→ WHAT YOU NEED TO DO: Copy out all of the material exactly as presented.

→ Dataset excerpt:
============

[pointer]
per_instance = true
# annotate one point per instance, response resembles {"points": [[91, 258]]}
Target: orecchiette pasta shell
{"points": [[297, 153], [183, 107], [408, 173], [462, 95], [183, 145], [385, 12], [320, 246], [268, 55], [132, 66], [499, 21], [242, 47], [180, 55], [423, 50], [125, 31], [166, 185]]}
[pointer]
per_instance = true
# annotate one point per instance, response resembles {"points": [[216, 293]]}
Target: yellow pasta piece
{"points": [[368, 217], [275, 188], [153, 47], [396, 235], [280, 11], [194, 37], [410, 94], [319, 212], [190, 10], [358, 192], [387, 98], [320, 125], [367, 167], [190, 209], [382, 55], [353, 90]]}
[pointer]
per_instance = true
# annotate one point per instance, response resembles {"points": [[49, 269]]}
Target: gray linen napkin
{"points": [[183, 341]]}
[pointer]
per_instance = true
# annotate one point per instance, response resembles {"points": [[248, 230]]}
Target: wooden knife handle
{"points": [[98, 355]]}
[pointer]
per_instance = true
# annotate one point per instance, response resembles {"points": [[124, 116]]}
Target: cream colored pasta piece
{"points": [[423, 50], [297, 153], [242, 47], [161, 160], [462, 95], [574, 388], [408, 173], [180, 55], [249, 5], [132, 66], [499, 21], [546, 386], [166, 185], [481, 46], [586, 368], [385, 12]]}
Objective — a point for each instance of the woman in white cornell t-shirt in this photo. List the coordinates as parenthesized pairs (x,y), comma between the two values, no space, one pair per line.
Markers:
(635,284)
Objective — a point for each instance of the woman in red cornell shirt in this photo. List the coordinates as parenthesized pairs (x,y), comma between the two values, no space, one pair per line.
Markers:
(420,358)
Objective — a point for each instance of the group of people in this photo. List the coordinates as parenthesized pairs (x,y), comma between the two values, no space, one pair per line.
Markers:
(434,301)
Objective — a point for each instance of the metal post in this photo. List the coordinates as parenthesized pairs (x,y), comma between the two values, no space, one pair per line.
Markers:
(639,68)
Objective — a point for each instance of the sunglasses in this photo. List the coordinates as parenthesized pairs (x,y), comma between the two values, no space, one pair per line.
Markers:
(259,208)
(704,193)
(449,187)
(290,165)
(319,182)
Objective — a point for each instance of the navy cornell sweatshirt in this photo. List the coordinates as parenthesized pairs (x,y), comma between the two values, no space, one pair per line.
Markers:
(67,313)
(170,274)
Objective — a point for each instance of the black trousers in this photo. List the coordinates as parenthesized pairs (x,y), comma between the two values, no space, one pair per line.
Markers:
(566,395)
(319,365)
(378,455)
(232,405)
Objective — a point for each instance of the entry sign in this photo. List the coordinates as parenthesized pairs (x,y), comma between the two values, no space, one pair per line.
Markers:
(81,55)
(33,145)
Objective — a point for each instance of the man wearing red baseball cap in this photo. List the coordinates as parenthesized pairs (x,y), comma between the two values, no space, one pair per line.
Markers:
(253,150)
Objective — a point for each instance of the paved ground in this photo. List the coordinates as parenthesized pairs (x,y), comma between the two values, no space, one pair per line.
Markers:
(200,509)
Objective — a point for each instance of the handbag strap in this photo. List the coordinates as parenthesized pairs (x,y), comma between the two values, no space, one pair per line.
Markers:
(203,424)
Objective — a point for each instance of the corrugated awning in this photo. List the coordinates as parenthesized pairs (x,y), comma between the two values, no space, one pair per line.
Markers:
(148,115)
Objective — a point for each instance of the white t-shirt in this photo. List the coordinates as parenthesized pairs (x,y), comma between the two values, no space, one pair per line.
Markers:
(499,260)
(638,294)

============

→ ANSWER:
[pointer]
per_instance = true
# annotate one point per instance, response resembles {"points": [[91, 258]]}
Target: orecchiette pasta shell
{"points": [[297, 153], [183, 107], [408, 173], [462, 95], [183, 145], [385, 12], [320, 246], [268, 55], [132, 66], [499, 21], [242, 47], [180, 55], [423, 50], [125, 31], [166, 185]]}
[pointer]
per_instance = true
# annotate one point per instance, response resembles {"points": [[216, 293]]}
Target: yellow pasta piece
{"points": [[368, 217], [275, 188], [153, 47], [396, 235], [280, 11], [194, 37], [410, 94], [319, 212], [190, 10], [358, 192], [387, 98], [320, 125], [367, 167], [190, 209], [382, 55], [353, 90]]}
[pointer]
per_instance = true
# annotate one point per instance, response resembles {"points": [[49, 269]]}
Target: gray linen napkin
{"points": [[183, 341]]}
[pointer]
per_instance = true
# annotate one point per instance, response resembles {"points": [[248, 230]]}
Target: wooden knife handle
{"points": [[98, 355]]}
[pointer]
per_instance = true
# annotate one point per instance, response resembles {"points": [[124, 116]]}
Target: cream colored pasta piece
{"points": [[423, 50], [297, 153], [242, 47], [161, 160], [462, 95], [574, 388], [408, 173], [180, 55], [249, 5], [132, 66], [499, 21], [546, 386], [166, 185], [481, 46], [586, 368], [385, 12]]}
Objective — a point for each instance of the woman in white cornell t-shirt in this photo. List the coordinates as parenthesized pairs (x,y), comma between the two values, no space, one pair per line.
Markers:
(635,284)
Objective — a point for each instance of the woman in red cornell shirt in this photo. List the coordinates as parenthesized pairs (x,y), comma between the two values, no space, one pair per line.
Markers:
(420,358)
Objective — a point for each instance of the group of people in this photo. List the coordinates as parenthesized pairs (x,y), comma between the two values, no space, one pair per line.
Markers:
(434,301)
Objective — a point for each instance of the metal post in this photo. List the coordinates as parenthesized pairs (x,y), comma between the two values, no space, one pair per line.
Markers:
(639,68)
Objective — a point for each instance of the sunglasses in this photo. List the coordinates as parenthesized pairs (x,y), comma between the two values, no space, one pair per line.
Markers:
(259,208)
(704,193)
(449,187)
(290,165)
(319,182)
Objective — a point for each instance of the navy cornell sweatshirt in this photo. List the coordinates as parenthesized pairs (x,y), comma between the two values, no space, one pair per line.
Markers:
(67,313)
(170,274)
Objective — a point for each instance of the black trousers in this photo. List the coordinates as parenthesized pairs (x,y), comma between the two values, no space, one pair per line.
Markers:
(566,395)
(319,365)
(378,455)
(232,405)
Objective — a point for each instance of the entry sign in this photo. List the coordinates as parenthesized pairs (x,y), comma between the two values, no space, one pair per line.
Markers:
(81,55)
(33,145)
Objective — a point for each instance of the man wearing red baseball cap in this photo. List the coordinates as parenthesized pairs (x,y), comma between the two values, no space, one pair per line.
Markers:
(253,150)
Objective — a point for each instance of the paved ground in this photo. List the coordinates as parenthesized pairs (x,y), comma between the two values, no space, one pair per line.
Markers:
(200,509)
Objective — a point for each instance of the handbag strap in this photo. List the coordinates as parenthesized pairs (x,y), comma between the two values, no space, one pair per line.
Markers:
(203,424)
Objective — a point for each instance of the corrugated awning in this photo. List the coordinates as parenthesized pairs (x,y), comma between the two values, no space, one pair per line.
Markers:
(148,115)
Objective — a point for each instance of the white t-shirt in this photo. List the coordinates as parenthesized pairs (x,y), comma between the two values, no space, one pair per line.
Markers:
(499,260)
(638,294)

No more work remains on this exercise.